◆ **WHAT YOU ARE ASKED TO DO**:
The listing below should be written out exactly; please include all of it.

•••••

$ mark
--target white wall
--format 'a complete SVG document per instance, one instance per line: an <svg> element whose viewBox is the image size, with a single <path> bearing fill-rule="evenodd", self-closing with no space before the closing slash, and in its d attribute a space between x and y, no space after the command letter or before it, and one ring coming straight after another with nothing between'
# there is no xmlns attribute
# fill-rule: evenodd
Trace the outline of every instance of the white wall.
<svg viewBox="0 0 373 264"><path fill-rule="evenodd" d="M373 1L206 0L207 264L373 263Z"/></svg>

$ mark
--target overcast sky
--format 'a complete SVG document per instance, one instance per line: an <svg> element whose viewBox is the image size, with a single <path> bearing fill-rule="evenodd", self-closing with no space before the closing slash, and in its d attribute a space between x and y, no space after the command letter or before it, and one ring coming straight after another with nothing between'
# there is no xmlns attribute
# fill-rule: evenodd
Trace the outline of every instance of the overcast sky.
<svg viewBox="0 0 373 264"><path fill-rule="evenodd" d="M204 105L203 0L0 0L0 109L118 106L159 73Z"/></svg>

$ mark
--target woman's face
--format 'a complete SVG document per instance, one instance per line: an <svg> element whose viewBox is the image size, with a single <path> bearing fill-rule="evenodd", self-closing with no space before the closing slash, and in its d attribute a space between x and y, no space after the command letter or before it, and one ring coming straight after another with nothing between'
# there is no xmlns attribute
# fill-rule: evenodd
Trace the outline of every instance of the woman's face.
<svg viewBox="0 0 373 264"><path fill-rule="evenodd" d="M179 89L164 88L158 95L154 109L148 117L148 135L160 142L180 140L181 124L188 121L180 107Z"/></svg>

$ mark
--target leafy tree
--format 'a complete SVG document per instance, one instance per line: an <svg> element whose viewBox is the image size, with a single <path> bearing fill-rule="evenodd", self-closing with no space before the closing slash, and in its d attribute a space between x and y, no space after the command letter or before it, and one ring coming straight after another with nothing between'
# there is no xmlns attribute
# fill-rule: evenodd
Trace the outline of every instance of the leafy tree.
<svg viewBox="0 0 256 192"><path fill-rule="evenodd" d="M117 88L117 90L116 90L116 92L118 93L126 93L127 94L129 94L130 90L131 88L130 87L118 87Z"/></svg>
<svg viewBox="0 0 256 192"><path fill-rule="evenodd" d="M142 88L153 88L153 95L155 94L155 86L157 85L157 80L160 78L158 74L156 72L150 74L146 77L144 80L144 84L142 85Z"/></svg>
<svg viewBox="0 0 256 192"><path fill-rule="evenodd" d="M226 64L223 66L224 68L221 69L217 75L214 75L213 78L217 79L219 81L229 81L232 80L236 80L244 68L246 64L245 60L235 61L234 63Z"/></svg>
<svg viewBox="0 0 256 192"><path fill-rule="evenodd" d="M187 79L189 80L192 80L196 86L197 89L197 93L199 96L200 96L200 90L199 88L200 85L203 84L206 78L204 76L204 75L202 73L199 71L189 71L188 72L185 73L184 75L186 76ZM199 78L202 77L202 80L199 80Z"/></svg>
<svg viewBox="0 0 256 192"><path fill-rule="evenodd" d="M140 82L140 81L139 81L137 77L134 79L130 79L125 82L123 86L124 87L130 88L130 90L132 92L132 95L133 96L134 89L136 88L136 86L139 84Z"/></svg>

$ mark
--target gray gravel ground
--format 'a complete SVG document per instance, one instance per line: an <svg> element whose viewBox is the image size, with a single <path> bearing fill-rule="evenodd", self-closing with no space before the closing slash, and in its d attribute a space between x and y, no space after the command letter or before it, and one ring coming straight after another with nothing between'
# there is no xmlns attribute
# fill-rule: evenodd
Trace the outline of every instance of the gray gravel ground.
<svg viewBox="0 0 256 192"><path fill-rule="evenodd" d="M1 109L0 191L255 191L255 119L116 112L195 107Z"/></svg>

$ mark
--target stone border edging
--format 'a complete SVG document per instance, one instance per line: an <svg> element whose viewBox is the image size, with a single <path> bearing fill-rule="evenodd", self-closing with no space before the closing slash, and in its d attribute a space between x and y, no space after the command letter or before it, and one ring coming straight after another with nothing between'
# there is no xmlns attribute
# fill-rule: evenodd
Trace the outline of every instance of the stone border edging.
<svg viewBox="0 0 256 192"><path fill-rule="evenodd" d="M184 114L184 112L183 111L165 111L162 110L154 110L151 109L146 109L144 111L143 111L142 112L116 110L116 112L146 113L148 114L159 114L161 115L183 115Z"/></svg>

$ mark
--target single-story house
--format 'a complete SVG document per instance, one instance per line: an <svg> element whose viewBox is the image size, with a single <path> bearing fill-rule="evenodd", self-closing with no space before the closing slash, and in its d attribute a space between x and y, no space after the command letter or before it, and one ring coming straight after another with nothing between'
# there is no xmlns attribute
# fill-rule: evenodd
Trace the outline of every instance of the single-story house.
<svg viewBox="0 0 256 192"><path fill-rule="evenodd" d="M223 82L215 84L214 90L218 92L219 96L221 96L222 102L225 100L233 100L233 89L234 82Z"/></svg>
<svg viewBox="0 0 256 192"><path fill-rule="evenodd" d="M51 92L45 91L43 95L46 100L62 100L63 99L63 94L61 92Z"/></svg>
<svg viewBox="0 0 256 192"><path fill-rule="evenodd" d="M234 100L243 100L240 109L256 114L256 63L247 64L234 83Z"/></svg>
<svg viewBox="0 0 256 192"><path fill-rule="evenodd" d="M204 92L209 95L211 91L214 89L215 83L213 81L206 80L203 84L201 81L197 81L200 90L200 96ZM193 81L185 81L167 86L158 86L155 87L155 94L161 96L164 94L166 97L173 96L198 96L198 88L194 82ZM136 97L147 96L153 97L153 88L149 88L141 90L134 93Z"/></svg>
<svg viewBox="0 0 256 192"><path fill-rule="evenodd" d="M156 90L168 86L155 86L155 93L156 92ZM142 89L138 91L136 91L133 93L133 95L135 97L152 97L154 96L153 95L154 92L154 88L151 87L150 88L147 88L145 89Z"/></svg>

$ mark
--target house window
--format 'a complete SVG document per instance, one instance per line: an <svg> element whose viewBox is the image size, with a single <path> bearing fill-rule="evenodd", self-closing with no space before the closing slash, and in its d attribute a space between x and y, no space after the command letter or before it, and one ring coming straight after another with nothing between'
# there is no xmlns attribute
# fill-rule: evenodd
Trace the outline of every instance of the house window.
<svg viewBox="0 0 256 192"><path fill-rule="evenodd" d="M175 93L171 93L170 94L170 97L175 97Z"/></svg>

•••••

◆ **ANSWER TO THIS EXERCISE**:
$ mark
--target white wall
--format 'a complete SVG document per instance, one instance per line: an <svg> element whose viewBox is the image size, with a single <path> bearing fill-rule="evenodd", self-closing with no space before the closing slash, and in its d attribute a space between x and y, no space after the command letter or before it, and one ring coming straight after another with nothing between'
# there is no xmlns attribute
# fill-rule: evenodd
Trace the outline of every instance of the white wall.
<svg viewBox="0 0 373 264"><path fill-rule="evenodd" d="M373 1L206 0L207 264L373 263Z"/></svg>

$ mark
--target overcast sky
--format 'a complete SVG document per instance, one instance per line: an <svg> element whose viewBox is the image size, with a single <path> bearing fill-rule="evenodd", self-closing with no space before the closing slash, and in its d attribute a space between x and y, no space after the command letter or before it, and one ring coming straight after another with nothing between'
# there is no xmlns attribute
# fill-rule: evenodd
Trace the outline of every instance of the overcast sky.
<svg viewBox="0 0 373 264"><path fill-rule="evenodd" d="M204 105L203 0L0 0L0 109L118 106L159 73Z"/></svg>

$ mark
--target woman's face
--format 'a complete SVG document per instance, one instance per line: an <svg> element whose viewBox is the image size, with a single <path> bearing fill-rule="evenodd", self-closing with no space before the closing slash, and in its d attribute a space between x and y, no space after the command letter or before it, and one ring coming straight after another with nothing between'
# there is no xmlns attribute
# fill-rule: evenodd
Trace the outline of every instance of the woman's face.
<svg viewBox="0 0 373 264"><path fill-rule="evenodd" d="M179 89L164 88L158 95L154 109L148 117L148 135L160 142L180 140L181 124L188 121L180 107Z"/></svg>

$ mark
--target leafy tree
--format 'a complete SVG document per instance, one instance per line: an <svg> element whose viewBox is the image size, with a single <path> bearing fill-rule="evenodd", self-closing with no space before the closing slash, and in its d attribute a space between x and y, no space after the command letter or before it, and one ring coming straight after another with nothing between'
# there is no xmlns attribute
# fill-rule: evenodd
Trace the outline of every instance of the leafy tree.
<svg viewBox="0 0 256 192"><path fill-rule="evenodd" d="M117 88L117 90L116 90L116 92L118 93L126 93L127 94L129 94L130 90L131 88L130 87L118 87Z"/></svg>
<svg viewBox="0 0 256 192"><path fill-rule="evenodd" d="M142 88L153 88L153 95L155 94L155 86L157 85L157 80L160 78L158 74L156 72L150 74L146 77L144 80L144 84L142 85Z"/></svg>
<svg viewBox="0 0 256 192"><path fill-rule="evenodd" d="M226 64L223 66L224 68L221 69L217 75L214 75L213 78L217 79L219 81L229 81L232 80L236 80L244 68L246 64L245 60L235 61L234 63Z"/></svg>
<svg viewBox="0 0 256 192"><path fill-rule="evenodd" d="M187 79L189 80L192 80L196 86L197 89L197 93L199 96L200 96L200 90L199 88L200 85L203 84L206 78L204 76L204 75L202 73L199 71L189 71L188 72L185 73L184 75L186 76ZM199 78L202 77L202 80L199 80Z"/></svg>
<svg viewBox="0 0 256 192"><path fill-rule="evenodd" d="M140 82L140 81L139 81L137 77L134 79L130 79L125 82L123 86L124 87L130 88L130 90L132 92L132 95L133 96L134 89L136 88L136 86L139 84Z"/></svg>

$ mark
--target gray gravel ground
--format 'a complete SVG document per instance, one instance per line: an <svg> element whose viewBox is the image size, with a single <path> bearing fill-rule="evenodd", self-closing with no space before the closing slash, and in its d attribute a space between x and y, no space after the command letter or before it, and one ring coming straight after another with nothing between'
# there is no xmlns attribute
# fill-rule: evenodd
Trace the outline of every instance of the gray gravel ground.
<svg viewBox="0 0 256 192"><path fill-rule="evenodd" d="M1 109L0 191L255 191L255 119L116 112L195 107Z"/></svg>

$ mark
--target stone border edging
--format 'a complete SVG document per instance, one instance per line: an <svg> element whose viewBox is the image size, with a single <path> bearing fill-rule="evenodd", self-closing with no space before the closing slash, and in its d attribute a space between x and y, no space after the command letter or before it, and one ring coming straight after another with nothing between'
# there is no xmlns attribute
# fill-rule: evenodd
Trace the outline of every instance of the stone border edging.
<svg viewBox="0 0 256 192"><path fill-rule="evenodd" d="M184 114L184 112L183 111L165 111L162 110L154 110L151 109L146 109L144 111L143 111L142 112L116 110L116 112L146 113L148 114L159 114L161 115L183 115Z"/></svg>

$ mark
--target single-story house
--format 'a complete SVG document per instance, one instance per line: an <svg> element whose viewBox is the image size, with a single <path> bearing fill-rule="evenodd", self-closing with no space before the closing slash, and in its d attribute a space between x and y, no space after the command letter or before it, and one ring coming straight after another with nothing between'
# there is no xmlns attribute
# fill-rule: evenodd
Trace the outline of every instance of the single-story house.
<svg viewBox="0 0 256 192"><path fill-rule="evenodd" d="M223 82L215 84L214 90L218 92L219 96L221 96L222 102L225 100L233 100L233 89L234 82Z"/></svg>
<svg viewBox="0 0 256 192"><path fill-rule="evenodd" d="M51 92L45 91L43 95L46 100L62 100L63 99L63 94L61 92Z"/></svg>
<svg viewBox="0 0 256 192"><path fill-rule="evenodd" d="M234 100L243 100L240 109L256 114L256 63L247 64L234 83Z"/></svg>
<svg viewBox="0 0 256 192"><path fill-rule="evenodd" d="M204 92L209 95L211 91L214 89L215 83L213 81L206 80L203 84L201 81L197 81L200 90L200 96ZM193 81L185 81L167 86L158 86L155 87L155 94L161 96L164 94L166 97L173 96L198 96L198 88L194 82ZM136 97L147 96L153 97L153 88L149 88L141 90L134 93Z"/></svg>
<svg viewBox="0 0 256 192"><path fill-rule="evenodd" d="M156 90L168 86L155 86L155 93L156 92ZM142 89L138 91L136 91L133 93L133 95L135 97L152 97L154 96L153 95L154 92L154 88L151 87L150 88L147 88L145 89Z"/></svg>

$ mark
--target house window
--format 'a complete SVG document per instance, one instance per line: an <svg> element whose viewBox is the image size, with a single <path> bearing fill-rule="evenodd", self-closing with no space before the closing slash, and in its d attribute a space between x and y, no space after the command letter or before it, and one ring coming straight after another with nothing between'
# there is no xmlns attribute
# fill-rule: evenodd
Trace the outline of every instance of the house window.
<svg viewBox="0 0 256 192"><path fill-rule="evenodd" d="M175 93L171 93L170 94L170 97L175 97Z"/></svg>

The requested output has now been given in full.